(Records from a point-labeling set)

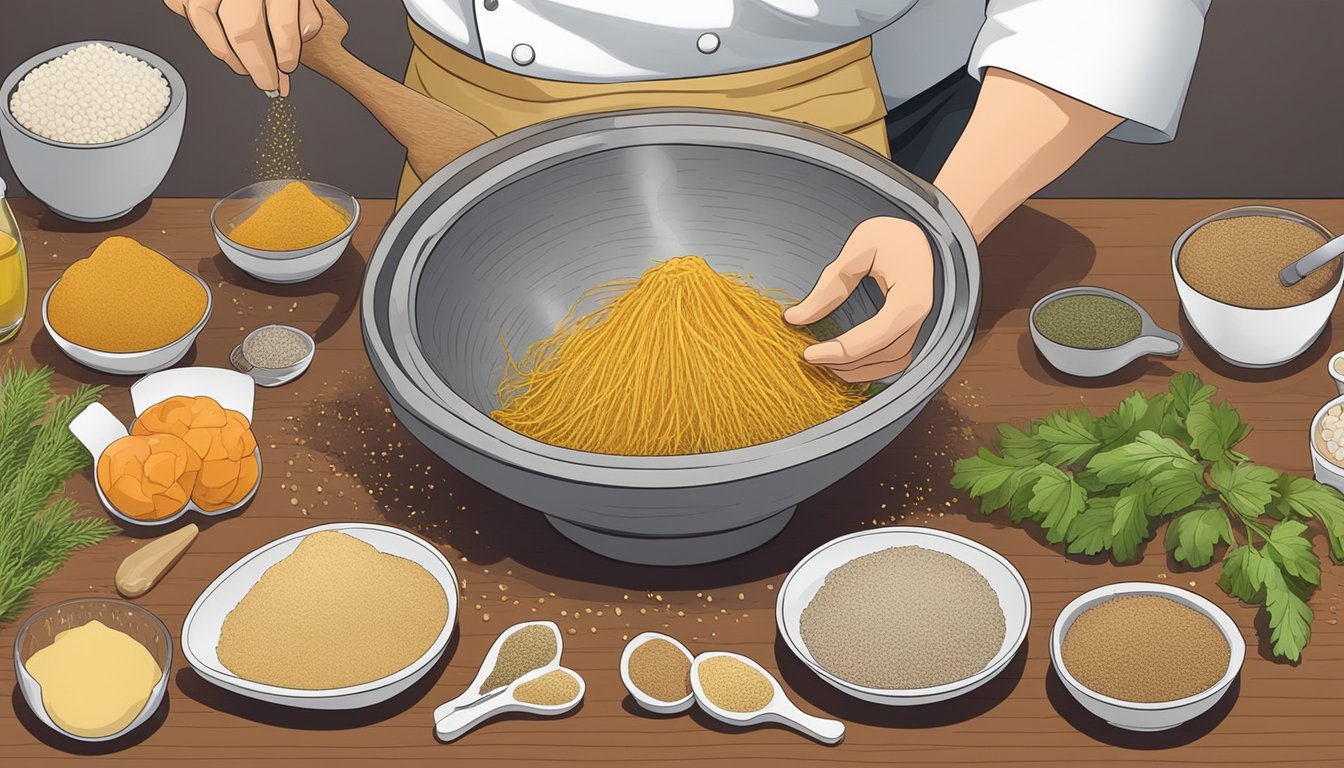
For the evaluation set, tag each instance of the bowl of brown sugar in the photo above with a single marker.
(1145, 657)
(1226, 269)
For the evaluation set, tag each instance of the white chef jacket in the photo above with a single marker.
(1132, 58)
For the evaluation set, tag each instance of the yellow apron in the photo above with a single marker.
(836, 90)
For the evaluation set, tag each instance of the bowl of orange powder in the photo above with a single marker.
(285, 230)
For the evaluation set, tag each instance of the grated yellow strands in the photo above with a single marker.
(682, 361)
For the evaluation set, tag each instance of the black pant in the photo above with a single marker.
(924, 129)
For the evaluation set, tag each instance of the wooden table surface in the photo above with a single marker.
(333, 452)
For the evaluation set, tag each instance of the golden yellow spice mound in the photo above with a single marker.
(683, 361)
(290, 219)
(125, 297)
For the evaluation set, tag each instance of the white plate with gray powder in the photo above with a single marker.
(868, 604)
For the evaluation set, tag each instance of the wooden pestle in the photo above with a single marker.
(433, 133)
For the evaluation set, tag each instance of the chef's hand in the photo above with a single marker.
(258, 38)
(895, 253)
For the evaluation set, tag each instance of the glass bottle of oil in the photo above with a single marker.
(14, 272)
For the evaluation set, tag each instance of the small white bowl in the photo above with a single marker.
(1325, 471)
(643, 698)
(97, 428)
(128, 363)
(204, 622)
(1147, 716)
(280, 265)
(803, 583)
(1254, 338)
(1336, 359)
(42, 628)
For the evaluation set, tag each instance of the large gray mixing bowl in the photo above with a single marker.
(94, 182)
(500, 242)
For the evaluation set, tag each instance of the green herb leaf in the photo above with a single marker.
(1090, 531)
(1289, 616)
(1195, 534)
(1305, 498)
(1246, 487)
(1147, 455)
(1290, 546)
(1214, 429)
(1055, 501)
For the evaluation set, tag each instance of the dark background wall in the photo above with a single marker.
(1265, 116)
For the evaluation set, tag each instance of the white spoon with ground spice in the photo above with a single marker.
(737, 690)
(547, 692)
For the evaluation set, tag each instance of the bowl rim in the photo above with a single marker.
(1253, 210)
(471, 176)
(129, 357)
(176, 89)
(1235, 643)
(996, 663)
(156, 693)
(257, 689)
(286, 254)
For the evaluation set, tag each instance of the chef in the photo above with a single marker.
(988, 101)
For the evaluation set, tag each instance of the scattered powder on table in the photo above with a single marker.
(551, 689)
(336, 612)
(661, 670)
(734, 686)
(125, 297)
(903, 618)
(274, 347)
(1089, 322)
(526, 650)
(1145, 648)
(1237, 261)
(290, 219)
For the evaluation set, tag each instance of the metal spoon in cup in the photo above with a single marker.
(1324, 254)
(780, 709)
(460, 721)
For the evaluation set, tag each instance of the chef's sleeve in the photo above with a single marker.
(1132, 58)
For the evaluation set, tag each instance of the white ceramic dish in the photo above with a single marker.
(1254, 338)
(97, 428)
(280, 265)
(472, 693)
(40, 630)
(639, 696)
(803, 583)
(94, 182)
(203, 623)
(273, 377)
(128, 363)
(1157, 716)
(1324, 470)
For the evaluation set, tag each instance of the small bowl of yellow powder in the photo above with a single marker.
(285, 230)
(125, 310)
(93, 669)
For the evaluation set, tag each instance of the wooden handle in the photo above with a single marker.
(433, 133)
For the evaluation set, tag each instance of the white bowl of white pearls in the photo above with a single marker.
(1327, 441)
(92, 128)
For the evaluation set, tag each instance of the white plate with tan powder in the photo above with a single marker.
(202, 630)
(807, 579)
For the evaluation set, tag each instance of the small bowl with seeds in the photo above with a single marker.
(274, 354)
(1327, 444)
(1089, 331)
(656, 670)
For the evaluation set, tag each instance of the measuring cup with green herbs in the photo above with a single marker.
(1090, 331)
(516, 653)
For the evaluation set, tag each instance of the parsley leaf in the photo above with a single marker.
(1214, 429)
(1195, 534)
(1245, 487)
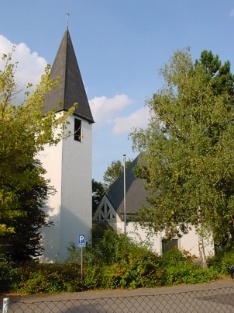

WRITTEN REQUEST. Please locate each line above containing the word "spoon" and copy those lines out. Case counts.

TASK SOLUTION.
For the evaluation set, tag each instance of the white spoon with ground spice in the photo above with a single marker.
For the evaluation set, tag each instance of the metal spoon in cup in the photo above with a single marker.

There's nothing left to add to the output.